__EXERCISE TEXT__.
=======
Weed investors descend on Mayfair hotel to talk cannabis legalization
Around 200 people have gathered in central London for the Cannabis Invest Conference 2018 to discuss the financial opportunities that cannabis legalization in the UK could bring.
Investors filled the conference rooms of a Mayfair hotel to hear of the benefits legalization could bring to the UK economy. Nine states in the US have already legalized the drug, and later in the year Canada will become the first country in the G8 to completely legalize the drug.
Legal cannabis sales in North America were expected to hit $10 billion by the end of 2017 — a 33 percent increase from 2016, according to a new report released by cannabis industry analysts at Arcview Market Research.
Some are positive that decriminalization is on the horizon for the UK. Cam Battley, chief corporate officer of Aurora Inc, a Canadian cannabis supplier, said that he expects to see cannabis in the UK medical system.
“Not long after that legalization will happen,” he said. “Guaranteed. You guys will look back and think, ‘What was the big deal?’ In the meantime massive new wealth will have been created.”
Six-year-old Alfie Dingley is the reason that many are sure that the UK will see decriminalization in less than a decade. Dingley has a type of epilepsy that means he has thousands of seizures a year. When he was treated with cannabis oil in the Netherlands, his of seizures fell from 30 a day to one a month.
The oil is legal in much of Europe - but UK users face up to 14 years in prison for a treatment that could have a significant impact on children like Dingley. The boy’s parents have applied to the Home Office for a license, supported by a 370,000-strong petition in the child's name.
Alfie’s mother, Hannah Deacon, said “It’s a big decision and if they say no, they’re condemning our son to death.”
The Home Office has been shrouded in scandal, with Home Secretary Amber Rudd forced to resign on Sunday after she admitted that she had “inadvertently misled the Home Affairs Select Committee over targets for removal of illegal immigrants.”
Steve Moore, of Volteface, a drug policy think tank, believes that the Windrush scandal may be the key to winning Alfie’s case with the Home Office. “Post the Windrush saga, the Home Office’s authority is weakened,” he told the Times. “They do not want a death on their hands. Alfie’s case is compelling and hundreds of thousands are watching.”
=======
__MATERIAL SHOWN__.

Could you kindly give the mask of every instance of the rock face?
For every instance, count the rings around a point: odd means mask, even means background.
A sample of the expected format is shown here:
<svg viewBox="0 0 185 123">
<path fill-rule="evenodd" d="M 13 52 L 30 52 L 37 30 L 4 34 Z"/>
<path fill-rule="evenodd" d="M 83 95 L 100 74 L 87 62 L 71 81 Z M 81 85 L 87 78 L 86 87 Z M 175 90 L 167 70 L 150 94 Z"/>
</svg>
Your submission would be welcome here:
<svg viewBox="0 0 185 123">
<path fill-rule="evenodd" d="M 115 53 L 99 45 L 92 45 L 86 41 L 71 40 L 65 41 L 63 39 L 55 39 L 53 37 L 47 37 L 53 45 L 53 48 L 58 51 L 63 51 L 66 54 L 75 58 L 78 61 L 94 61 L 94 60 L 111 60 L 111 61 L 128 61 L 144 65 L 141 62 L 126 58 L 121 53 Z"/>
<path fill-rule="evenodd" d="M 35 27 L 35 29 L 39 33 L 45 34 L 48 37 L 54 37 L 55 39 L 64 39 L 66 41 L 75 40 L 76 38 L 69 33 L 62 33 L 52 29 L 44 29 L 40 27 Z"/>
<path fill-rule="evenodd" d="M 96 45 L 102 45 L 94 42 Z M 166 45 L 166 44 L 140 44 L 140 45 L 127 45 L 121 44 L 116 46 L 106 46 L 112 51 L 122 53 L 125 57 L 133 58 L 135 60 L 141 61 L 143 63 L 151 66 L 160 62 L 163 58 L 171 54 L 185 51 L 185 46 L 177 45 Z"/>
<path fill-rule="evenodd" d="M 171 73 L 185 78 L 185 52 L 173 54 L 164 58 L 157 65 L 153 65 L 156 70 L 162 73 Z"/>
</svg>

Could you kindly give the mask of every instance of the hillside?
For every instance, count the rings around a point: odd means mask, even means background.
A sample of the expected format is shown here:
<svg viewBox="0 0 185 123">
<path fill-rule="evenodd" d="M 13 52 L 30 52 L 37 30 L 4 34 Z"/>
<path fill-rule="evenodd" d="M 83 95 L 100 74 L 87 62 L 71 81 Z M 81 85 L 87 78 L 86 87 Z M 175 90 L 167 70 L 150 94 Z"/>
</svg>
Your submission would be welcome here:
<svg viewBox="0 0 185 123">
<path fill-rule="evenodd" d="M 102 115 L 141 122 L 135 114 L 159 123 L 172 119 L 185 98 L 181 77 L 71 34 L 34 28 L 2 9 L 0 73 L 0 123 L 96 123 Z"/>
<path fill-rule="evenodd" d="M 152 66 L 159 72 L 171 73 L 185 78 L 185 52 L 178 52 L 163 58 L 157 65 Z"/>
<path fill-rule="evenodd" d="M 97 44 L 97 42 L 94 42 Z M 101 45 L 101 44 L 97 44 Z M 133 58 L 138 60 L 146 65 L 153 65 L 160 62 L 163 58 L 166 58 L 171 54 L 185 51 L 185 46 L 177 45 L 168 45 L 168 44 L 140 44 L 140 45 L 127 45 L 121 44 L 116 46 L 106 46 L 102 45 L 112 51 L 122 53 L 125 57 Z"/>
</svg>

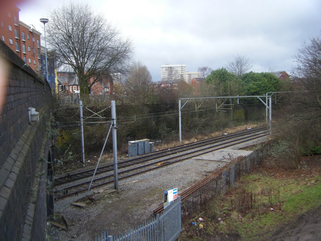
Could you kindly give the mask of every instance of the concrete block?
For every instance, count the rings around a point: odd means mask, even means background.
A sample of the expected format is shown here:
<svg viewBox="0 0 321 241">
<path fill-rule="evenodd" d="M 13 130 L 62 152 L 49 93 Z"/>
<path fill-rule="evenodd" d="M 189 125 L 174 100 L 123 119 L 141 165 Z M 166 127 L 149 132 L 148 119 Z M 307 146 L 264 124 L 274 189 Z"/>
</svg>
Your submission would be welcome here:
<svg viewBox="0 0 321 241">
<path fill-rule="evenodd" d="M 11 190 L 6 187 L 3 187 L 1 191 L 0 191 L 0 196 L 9 200 L 11 191 Z"/>
<path fill-rule="evenodd" d="M 6 160 L 4 163 L 2 165 L 1 168 L 5 168 L 10 172 L 11 171 L 12 165 L 10 164 Z"/>
<path fill-rule="evenodd" d="M 0 186 L 4 183 L 9 173 L 9 171 L 5 168 L 0 169 Z"/>
<path fill-rule="evenodd" d="M 4 208 L 7 201 L 8 200 L 4 198 L 0 197 L 0 210 L 3 211 L 4 210 Z M 1 217 L 1 215 L 0 215 L 0 217 Z"/>
<path fill-rule="evenodd" d="M 8 177 L 4 183 L 4 186 L 10 189 L 12 189 L 14 185 L 14 182 L 13 180 Z"/>
</svg>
=======
__WORK TO BE COMPLETED__.
According to the article about the cannabis investment conference, what is the maximum prison term that users of the cannabis oil face in the UK?

__EXERCISE RESPONSE__.
Up to 14 years in prison.